# INPUT DATA
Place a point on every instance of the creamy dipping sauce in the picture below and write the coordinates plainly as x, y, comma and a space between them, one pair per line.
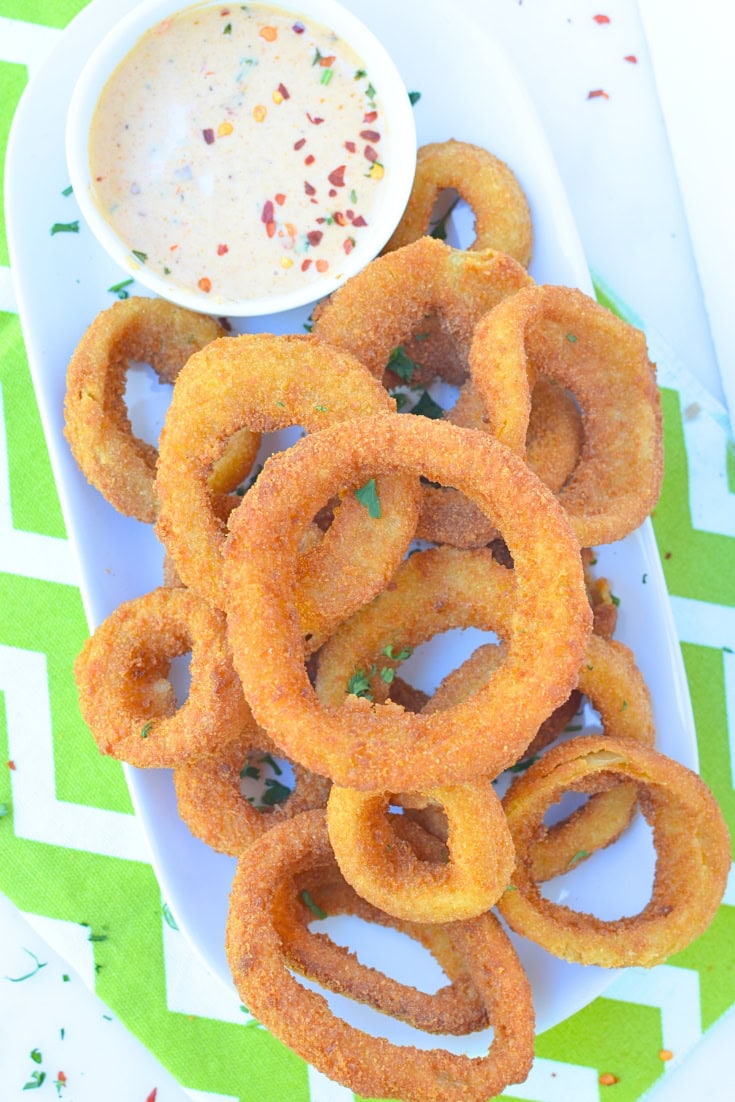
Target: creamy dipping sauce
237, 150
---
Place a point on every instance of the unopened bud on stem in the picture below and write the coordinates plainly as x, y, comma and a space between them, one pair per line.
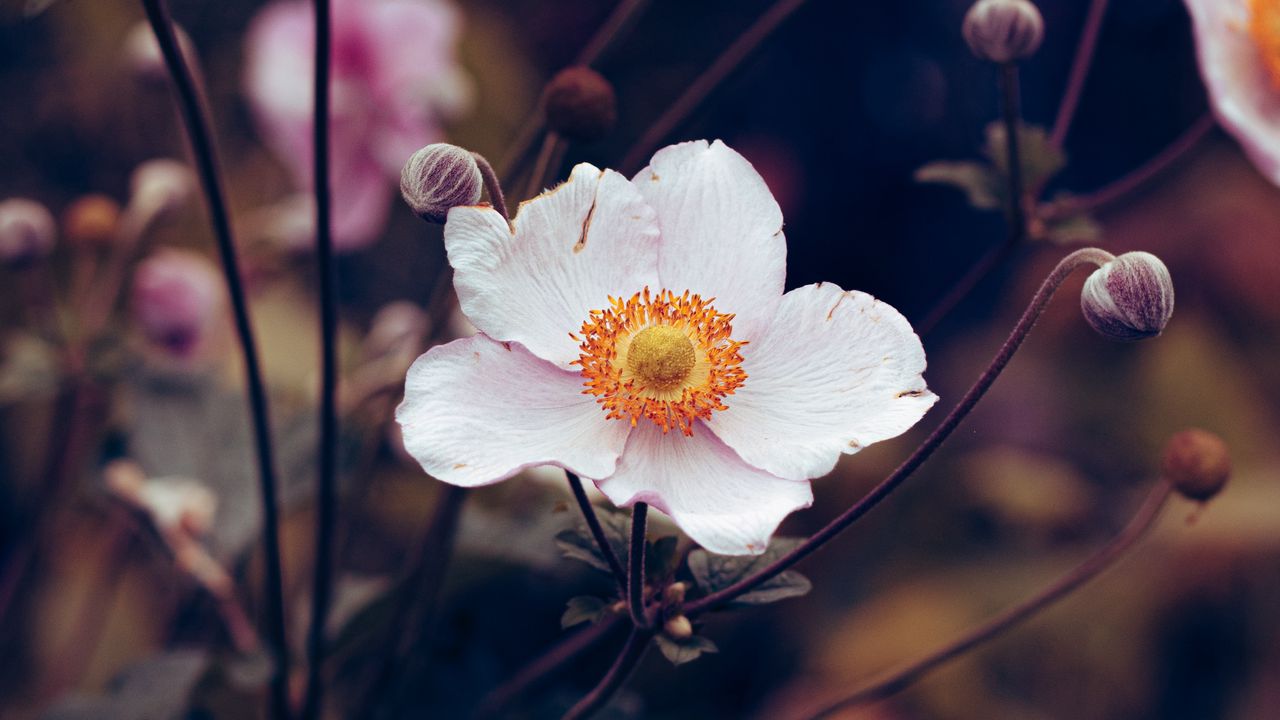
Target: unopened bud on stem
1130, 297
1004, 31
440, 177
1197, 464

# YOUR TASK
Extract each line from the entries above that contains the string "sauce", copying it in full.

# RESULT FOR THIS TASK
Place a point on every instance of the creamy dipping sauce in the picture below and write the coordinates plainly as x, y, comma and a space between them, one pair per line.
Target: creamy dipping sauce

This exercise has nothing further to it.